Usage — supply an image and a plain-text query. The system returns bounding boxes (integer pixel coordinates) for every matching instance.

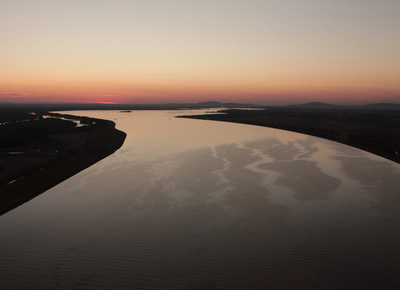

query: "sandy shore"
[181,107,400,163]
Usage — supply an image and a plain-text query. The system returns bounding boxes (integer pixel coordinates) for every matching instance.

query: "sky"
[0,0,400,105]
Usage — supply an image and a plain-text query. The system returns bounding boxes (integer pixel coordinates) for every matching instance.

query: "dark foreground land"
[0,108,126,214]
[182,104,400,163]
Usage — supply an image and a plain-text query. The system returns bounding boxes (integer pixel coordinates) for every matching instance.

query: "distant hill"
[165,101,261,109]
[358,103,400,110]
[286,102,345,109]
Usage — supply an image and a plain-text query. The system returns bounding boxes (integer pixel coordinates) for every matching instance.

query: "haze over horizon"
[0,0,400,105]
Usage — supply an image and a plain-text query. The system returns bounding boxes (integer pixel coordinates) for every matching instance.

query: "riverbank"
[0,115,126,214]
[180,107,400,163]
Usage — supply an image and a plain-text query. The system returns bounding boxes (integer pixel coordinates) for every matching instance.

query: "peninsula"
[0,108,126,214]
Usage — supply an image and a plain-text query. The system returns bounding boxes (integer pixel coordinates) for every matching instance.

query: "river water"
[0,111,400,289]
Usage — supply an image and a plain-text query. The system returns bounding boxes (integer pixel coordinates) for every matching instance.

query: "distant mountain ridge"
[277,102,400,110]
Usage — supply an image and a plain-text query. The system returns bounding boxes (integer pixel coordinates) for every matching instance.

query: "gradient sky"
[0,0,400,104]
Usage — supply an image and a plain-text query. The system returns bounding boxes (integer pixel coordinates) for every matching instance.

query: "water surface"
[0,111,400,289]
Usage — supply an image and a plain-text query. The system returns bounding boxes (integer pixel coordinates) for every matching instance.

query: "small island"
[0,108,126,214]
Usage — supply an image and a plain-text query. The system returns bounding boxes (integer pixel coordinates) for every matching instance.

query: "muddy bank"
[0,115,126,214]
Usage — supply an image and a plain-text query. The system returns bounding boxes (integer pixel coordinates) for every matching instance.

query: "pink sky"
[0,0,400,104]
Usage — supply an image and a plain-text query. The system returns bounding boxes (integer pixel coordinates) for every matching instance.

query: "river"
[0,111,400,289]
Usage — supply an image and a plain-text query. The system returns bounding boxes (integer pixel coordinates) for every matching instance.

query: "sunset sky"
[0,0,400,104]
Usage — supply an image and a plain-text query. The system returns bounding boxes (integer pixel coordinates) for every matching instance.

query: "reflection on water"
[0,111,400,289]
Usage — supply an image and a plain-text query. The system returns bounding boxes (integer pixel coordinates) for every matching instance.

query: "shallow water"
[0,111,400,289]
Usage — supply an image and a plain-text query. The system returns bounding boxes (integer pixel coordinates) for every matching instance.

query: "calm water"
[0,111,400,289]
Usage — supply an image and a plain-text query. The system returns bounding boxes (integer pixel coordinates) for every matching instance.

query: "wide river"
[0,111,400,289]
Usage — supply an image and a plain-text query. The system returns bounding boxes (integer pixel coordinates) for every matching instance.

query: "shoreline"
[177,108,400,164]
[0,117,126,215]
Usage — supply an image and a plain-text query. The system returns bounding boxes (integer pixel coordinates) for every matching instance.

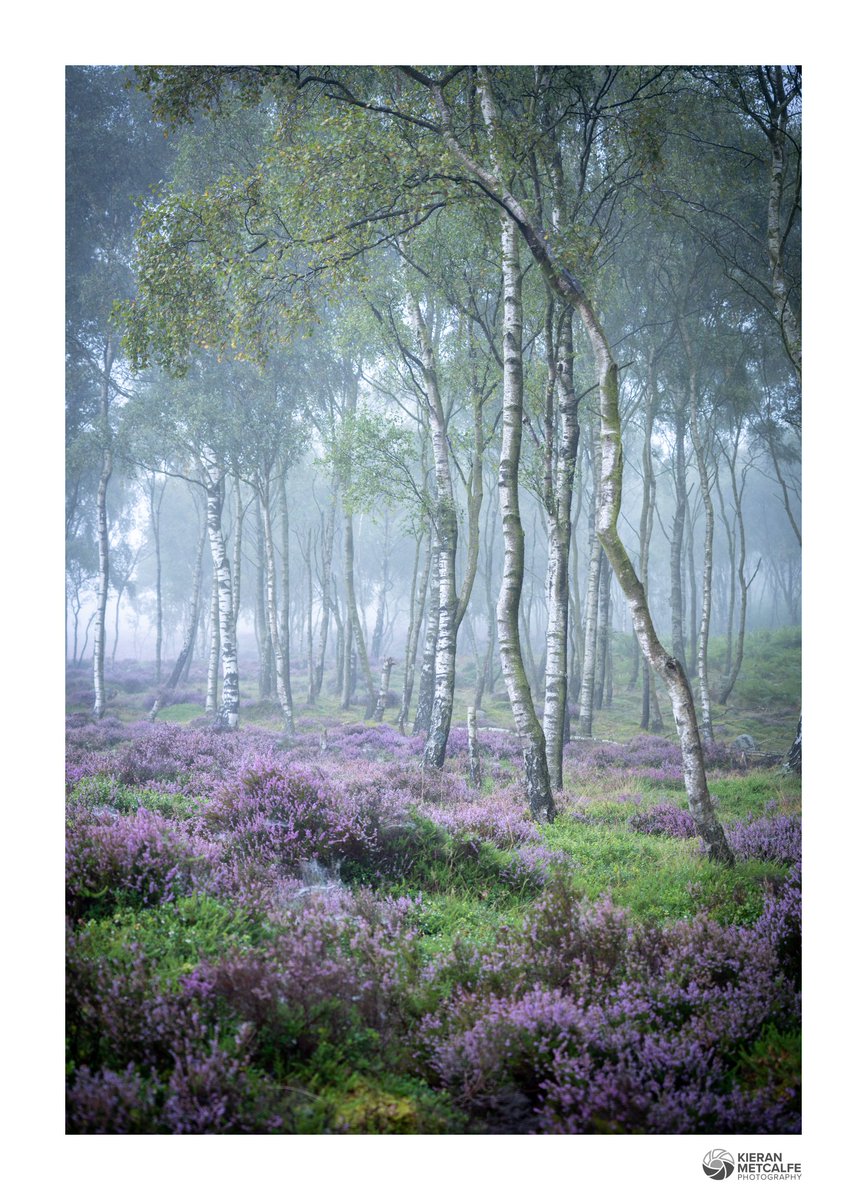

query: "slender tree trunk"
[430,67,720,844]
[205,467,240,730]
[766,77,801,386]
[593,559,611,709]
[342,511,376,719]
[671,403,687,662]
[581,299,734,865]
[716,473,737,681]
[259,482,295,734]
[569,510,584,703]
[683,500,699,679]
[467,704,482,788]
[204,566,220,716]
[785,716,801,775]
[150,522,206,721]
[719,446,761,704]
[256,498,274,700]
[148,475,168,688]
[412,544,440,734]
[370,509,391,662]
[407,296,458,768]
[543,304,579,788]
[94,335,114,720]
[373,658,397,721]
[306,529,316,704]
[680,320,713,742]
[635,350,663,733]
[397,529,431,733]
[497,217,555,821]
[278,467,294,732]
[232,475,244,642]
[313,491,337,700]
[578,445,602,738]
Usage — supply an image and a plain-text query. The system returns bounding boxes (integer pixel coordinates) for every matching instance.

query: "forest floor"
[66,630,801,1133]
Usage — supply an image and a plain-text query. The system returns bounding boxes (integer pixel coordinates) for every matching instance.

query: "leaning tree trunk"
[671,404,687,662]
[412,545,440,734]
[497,216,555,821]
[407,295,458,768]
[429,67,734,865]
[593,559,611,709]
[259,484,295,734]
[373,658,397,721]
[150,523,206,721]
[148,475,168,688]
[719,431,761,704]
[205,467,240,730]
[255,504,274,700]
[543,302,579,788]
[94,335,114,720]
[313,491,337,700]
[680,320,713,742]
[397,529,431,733]
[277,475,294,732]
[342,510,376,718]
[785,716,801,775]
[635,350,663,733]
[581,309,734,865]
[578,436,602,738]
[370,509,391,662]
[204,566,220,718]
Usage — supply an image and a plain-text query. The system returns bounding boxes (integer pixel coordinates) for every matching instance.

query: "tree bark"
[467,704,482,788]
[543,304,579,788]
[578,443,603,738]
[204,566,220,718]
[259,482,295,734]
[313,492,337,701]
[429,68,734,865]
[397,529,431,733]
[412,545,440,734]
[150,522,206,721]
[680,319,713,742]
[205,467,240,730]
[373,658,396,721]
[497,217,555,821]
[342,511,376,719]
[671,402,687,662]
[94,335,114,720]
[407,295,458,768]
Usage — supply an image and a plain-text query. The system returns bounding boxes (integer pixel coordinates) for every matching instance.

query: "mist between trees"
[66,66,801,862]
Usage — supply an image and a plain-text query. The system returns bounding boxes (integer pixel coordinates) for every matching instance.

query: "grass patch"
[77,895,268,983]
[544,815,787,925]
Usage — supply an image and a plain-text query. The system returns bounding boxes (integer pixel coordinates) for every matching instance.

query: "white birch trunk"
[205,467,240,730]
[543,312,579,788]
[680,320,713,742]
[407,295,458,768]
[94,335,114,720]
[259,485,295,734]
[497,217,555,821]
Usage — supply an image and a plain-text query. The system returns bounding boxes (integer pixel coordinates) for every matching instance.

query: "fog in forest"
[65,65,802,1142]
[66,67,801,744]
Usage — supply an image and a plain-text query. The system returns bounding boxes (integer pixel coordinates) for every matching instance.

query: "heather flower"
[725,815,801,864]
[629,802,698,838]
[66,805,222,911]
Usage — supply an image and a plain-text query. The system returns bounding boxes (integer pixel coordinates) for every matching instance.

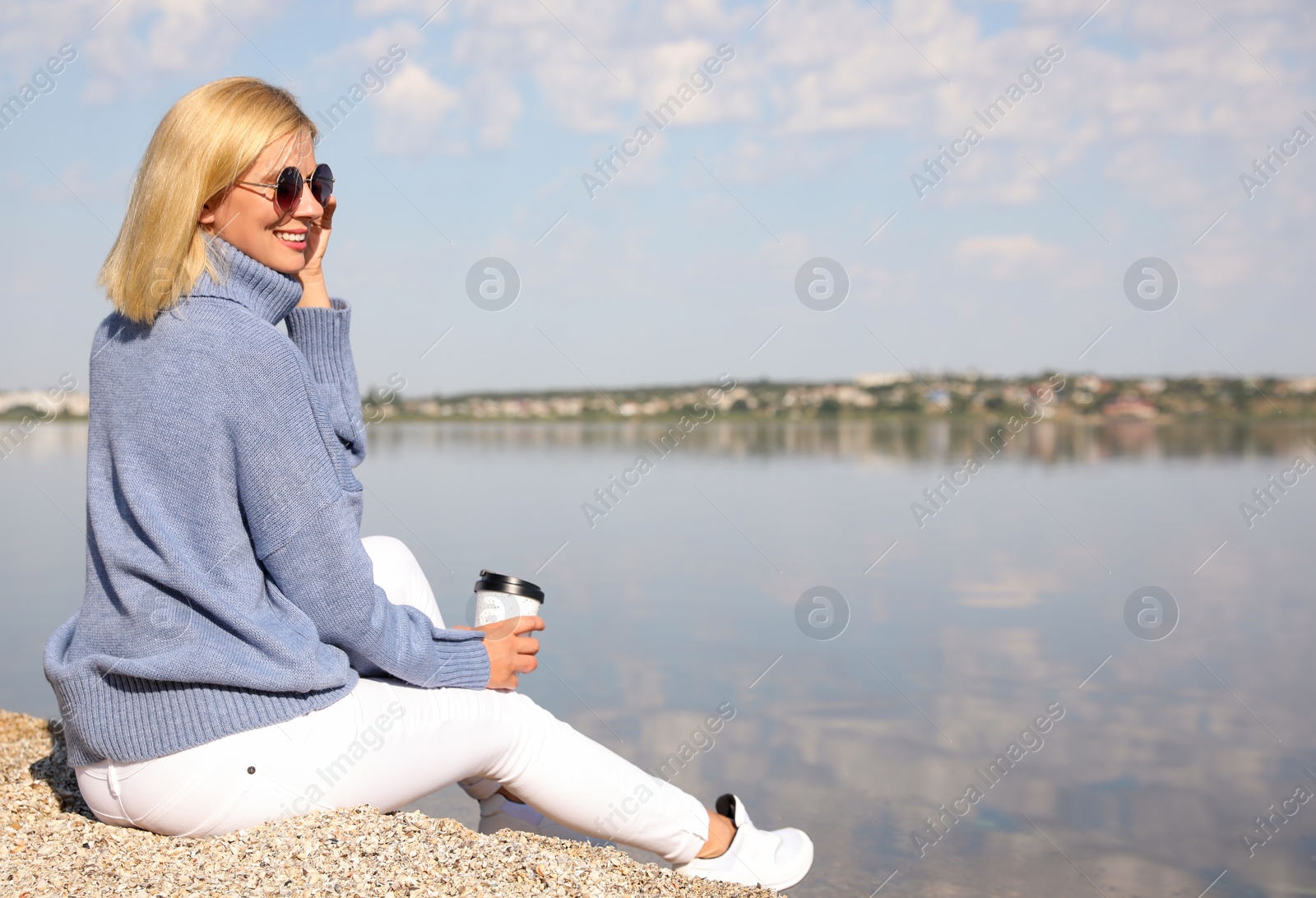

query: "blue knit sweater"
[44,241,489,766]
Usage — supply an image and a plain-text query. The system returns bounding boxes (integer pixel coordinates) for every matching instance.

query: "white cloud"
[377,63,462,155]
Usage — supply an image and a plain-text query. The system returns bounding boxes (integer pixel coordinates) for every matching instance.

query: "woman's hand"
[298,197,338,308]
[463,618,544,690]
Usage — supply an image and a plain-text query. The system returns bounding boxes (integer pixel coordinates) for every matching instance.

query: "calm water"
[7,423,1316,898]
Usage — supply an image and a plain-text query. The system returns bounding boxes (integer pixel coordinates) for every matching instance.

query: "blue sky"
[0,0,1316,395]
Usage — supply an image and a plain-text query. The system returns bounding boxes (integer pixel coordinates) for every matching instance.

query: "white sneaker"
[676,794,813,889]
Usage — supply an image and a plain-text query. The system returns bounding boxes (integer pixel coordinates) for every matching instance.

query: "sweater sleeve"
[285,299,366,467]
[229,340,489,688]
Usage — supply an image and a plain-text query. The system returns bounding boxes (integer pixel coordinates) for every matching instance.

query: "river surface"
[0,420,1316,898]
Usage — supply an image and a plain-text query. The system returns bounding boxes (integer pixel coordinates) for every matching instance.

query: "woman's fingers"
[316,197,338,230]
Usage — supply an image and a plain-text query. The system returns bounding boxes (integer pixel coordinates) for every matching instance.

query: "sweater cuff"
[285,299,354,383]
[426,631,491,688]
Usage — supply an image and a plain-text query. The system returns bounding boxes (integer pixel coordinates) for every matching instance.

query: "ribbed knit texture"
[44,239,489,766]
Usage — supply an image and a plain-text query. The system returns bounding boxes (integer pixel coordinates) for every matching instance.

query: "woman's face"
[197,134,324,274]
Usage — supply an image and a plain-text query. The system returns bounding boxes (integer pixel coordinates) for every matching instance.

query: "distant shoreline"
[0,373,1316,425]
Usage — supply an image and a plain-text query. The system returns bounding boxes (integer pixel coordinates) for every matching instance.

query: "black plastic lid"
[475,570,544,602]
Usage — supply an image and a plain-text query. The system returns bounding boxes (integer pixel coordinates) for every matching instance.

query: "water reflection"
[0,420,1316,898]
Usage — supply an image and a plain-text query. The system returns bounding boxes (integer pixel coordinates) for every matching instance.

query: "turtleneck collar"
[191,237,301,324]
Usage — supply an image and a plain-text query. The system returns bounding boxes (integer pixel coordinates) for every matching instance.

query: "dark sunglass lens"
[275,166,301,212]
[311,162,333,206]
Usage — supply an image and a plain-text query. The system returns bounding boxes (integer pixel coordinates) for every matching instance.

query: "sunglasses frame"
[234,162,333,215]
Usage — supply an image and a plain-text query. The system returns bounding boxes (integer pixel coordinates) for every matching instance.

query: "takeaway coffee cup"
[475,570,544,627]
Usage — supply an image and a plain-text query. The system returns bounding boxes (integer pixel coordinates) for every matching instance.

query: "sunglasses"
[237,162,333,215]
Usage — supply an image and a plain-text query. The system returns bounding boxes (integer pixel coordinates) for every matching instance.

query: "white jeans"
[77,536,708,863]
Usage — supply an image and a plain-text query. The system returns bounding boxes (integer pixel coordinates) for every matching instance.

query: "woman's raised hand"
[298,191,338,308]
[466,618,544,690]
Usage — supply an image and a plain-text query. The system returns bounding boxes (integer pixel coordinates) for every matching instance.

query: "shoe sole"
[759,832,813,891]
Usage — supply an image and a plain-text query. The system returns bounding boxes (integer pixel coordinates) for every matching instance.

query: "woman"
[44,77,813,889]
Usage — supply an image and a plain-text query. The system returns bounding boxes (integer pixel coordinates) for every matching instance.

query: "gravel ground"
[0,711,776,898]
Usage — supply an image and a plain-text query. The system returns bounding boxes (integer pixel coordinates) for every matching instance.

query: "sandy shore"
[0,711,776,898]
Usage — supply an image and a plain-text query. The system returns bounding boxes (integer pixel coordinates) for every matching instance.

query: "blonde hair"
[96,77,317,324]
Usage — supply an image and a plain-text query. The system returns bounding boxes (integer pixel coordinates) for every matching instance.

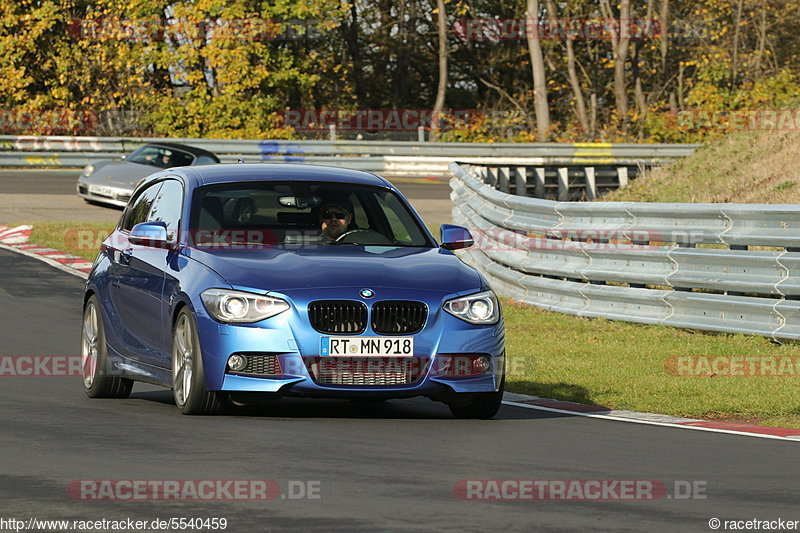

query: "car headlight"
[200,289,289,323]
[443,291,500,324]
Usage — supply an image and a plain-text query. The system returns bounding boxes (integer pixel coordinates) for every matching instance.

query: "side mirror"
[128,222,172,248]
[439,224,475,250]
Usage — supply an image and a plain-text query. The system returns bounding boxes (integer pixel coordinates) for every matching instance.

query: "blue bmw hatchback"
[81,164,505,418]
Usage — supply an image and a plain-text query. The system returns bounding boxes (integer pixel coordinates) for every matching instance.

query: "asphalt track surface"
[0,169,450,200]
[0,250,800,532]
[0,169,452,223]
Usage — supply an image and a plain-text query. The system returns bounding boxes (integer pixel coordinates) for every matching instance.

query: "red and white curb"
[0,226,92,279]
[503,392,800,442]
[0,226,800,442]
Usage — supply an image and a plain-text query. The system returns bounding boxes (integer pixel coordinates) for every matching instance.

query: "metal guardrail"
[450,163,800,340]
[0,136,697,176]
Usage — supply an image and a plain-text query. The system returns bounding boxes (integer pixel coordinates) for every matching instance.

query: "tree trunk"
[342,2,365,103]
[731,0,743,87]
[567,38,589,133]
[755,0,767,75]
[525,0,552,142]
[431,0,447,140]
[661,0,669,75]
[614,0,631,127]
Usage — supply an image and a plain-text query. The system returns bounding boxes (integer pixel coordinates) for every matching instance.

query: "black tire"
[172,307,227,415]
[448,376,506,420]
[81,295,133,398]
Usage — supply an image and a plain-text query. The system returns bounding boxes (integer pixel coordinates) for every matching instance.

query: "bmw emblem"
[361,289,375,298]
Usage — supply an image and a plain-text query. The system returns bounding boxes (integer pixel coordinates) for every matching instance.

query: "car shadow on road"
[130,390,573,421]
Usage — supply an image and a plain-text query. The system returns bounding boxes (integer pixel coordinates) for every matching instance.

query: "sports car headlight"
[444,291,500,324]
[200,289,289,323]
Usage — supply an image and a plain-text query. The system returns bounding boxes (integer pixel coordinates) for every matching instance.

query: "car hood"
[84,161,156,190]
[187,245,485,294]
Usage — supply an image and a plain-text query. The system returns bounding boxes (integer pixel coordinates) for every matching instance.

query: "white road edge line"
[0,244,89,279]
[503,400,800,442]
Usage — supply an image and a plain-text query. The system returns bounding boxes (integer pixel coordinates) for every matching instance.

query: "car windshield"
[190,181,434,247]
[130,144,194,168]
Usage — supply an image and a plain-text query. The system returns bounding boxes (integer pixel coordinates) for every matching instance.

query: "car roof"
[140,141,219,159]
[180,163,395,190]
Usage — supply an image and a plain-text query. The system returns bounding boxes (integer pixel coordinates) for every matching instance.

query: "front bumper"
[196,290,505,398]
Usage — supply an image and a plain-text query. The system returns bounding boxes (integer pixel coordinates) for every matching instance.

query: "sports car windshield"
[126,144,194,168]
[190,181,435,247]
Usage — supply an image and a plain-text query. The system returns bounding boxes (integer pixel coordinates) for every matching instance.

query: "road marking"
[503,395,800,442]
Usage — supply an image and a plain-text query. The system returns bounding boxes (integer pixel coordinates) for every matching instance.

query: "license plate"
[319,337,414,357]
[89,185,114,196]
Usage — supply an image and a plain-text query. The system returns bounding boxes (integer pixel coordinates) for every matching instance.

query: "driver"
[319,198,353,241]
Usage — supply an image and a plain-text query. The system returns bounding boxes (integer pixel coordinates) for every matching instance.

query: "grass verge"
[17,219,800,427]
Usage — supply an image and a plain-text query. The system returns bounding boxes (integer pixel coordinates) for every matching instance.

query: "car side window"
[122,182,163,231]
[194,155,219,165]
[147,180,183,240]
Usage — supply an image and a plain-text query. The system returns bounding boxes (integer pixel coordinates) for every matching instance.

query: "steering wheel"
[335,229,392,244]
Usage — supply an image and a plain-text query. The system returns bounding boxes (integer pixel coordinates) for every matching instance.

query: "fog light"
[434,354,492,377]
[228,354,247,372]
[472,355,489,374]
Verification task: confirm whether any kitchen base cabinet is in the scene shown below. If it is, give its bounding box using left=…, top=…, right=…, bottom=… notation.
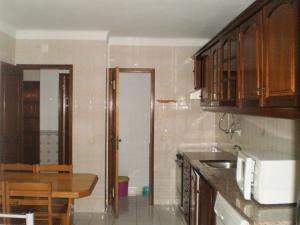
left=188, top=169, right=216, bottom=225
left=197, top=176, right=216, bottom=225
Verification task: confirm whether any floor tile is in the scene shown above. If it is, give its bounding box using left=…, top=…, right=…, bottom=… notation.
left=74, top=196, right=186, bottom=225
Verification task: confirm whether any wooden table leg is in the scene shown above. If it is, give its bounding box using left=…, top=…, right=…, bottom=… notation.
left=66, top=198, right=74, bottom=225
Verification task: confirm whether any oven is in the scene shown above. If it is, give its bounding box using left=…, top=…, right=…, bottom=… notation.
left=175, top=153, right=183, bottom=210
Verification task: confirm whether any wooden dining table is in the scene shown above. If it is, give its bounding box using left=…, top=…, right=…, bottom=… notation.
left=0, top=172, right=98, bottom=224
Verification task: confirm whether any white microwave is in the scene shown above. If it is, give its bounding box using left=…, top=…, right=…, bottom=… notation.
left=236, top=151, right=300, bottom=204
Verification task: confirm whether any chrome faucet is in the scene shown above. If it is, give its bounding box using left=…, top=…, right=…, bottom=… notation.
left=232, top=145, right=242, bottom=152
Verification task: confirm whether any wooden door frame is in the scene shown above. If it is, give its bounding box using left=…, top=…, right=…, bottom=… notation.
left=105, top=68, right=155, bottom=205
left=17, top=64, right=73, bottom=164
left=20, top=81, right=41, bottom=164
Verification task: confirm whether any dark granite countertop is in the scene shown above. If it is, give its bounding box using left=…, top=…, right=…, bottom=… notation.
left=183, top=152, right=295, bottom=225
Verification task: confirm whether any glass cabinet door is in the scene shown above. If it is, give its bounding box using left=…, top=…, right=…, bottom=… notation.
left=229, top=37, right=238, bottom=101
left=211, top=47, right=220, bottom=105
left=221, top=32, right=238, bottom=106
left=222, top=41, right=229, bottom=101
left=229, top=37, right=238, bottom=101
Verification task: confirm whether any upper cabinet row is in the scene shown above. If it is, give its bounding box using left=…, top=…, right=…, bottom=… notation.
left=194, top=0, right=300, bottom=118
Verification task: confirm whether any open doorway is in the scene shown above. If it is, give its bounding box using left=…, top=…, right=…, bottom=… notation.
left=21, top=65, right=72, bottom=164
left=0, top=62, right=73, bottom=164
left=107, top=68, right=155, bottom=217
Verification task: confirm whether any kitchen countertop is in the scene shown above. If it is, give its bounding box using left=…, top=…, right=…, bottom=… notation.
left=183, top=152, right=295, bottom=225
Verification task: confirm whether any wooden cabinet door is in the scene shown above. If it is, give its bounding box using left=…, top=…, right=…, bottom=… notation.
left=182, top=159, right=191, bottom=224
left=200, top=51, right=210, bottom=106
left=263, top=0, right=299, bottom=107
left=220, top=31, right=238, bottom=106
left=189, top=169, right=198, bottom=225
left=23, top=81, right=40, bottom=164
left=239, top=12, right=262, bottom=107
left=209, top=44, right=221, bottom=106
left=0, top=62, right=23, bottom=163
left=194, top=56, right=202, bottom=90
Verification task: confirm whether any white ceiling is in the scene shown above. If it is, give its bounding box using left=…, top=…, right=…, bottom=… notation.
left=0, top=0, right=254, bottom=39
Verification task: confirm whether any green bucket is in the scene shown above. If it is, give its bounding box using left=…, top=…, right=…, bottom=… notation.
left=143, top=186, right=150, bottom=196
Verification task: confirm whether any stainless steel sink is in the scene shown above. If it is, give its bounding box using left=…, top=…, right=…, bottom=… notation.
left=200, top=160, right=236, bottom=169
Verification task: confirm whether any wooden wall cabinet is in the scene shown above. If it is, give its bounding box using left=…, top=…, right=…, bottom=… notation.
left=194, top=56, right=203, bottom=90
left=209, top=43, right=221, bottom=106
left=239, top=12, right=262, bottom=107
left=262, top=0, right=300, bottom=107
left=220, top=31, right=238, bottom=106
left=200, top=51, right=211, bottom=106
left=195, top=0, right=300, bottom=118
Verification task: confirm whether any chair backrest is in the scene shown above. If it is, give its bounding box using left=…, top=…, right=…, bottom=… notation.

• _The problem_: Gather every line of the records above that contains the word "distant", matching its case exactly.

• _Correct output_:
query: "distant hill"
query: "distant mountain ridge"
query: "distant shoreline"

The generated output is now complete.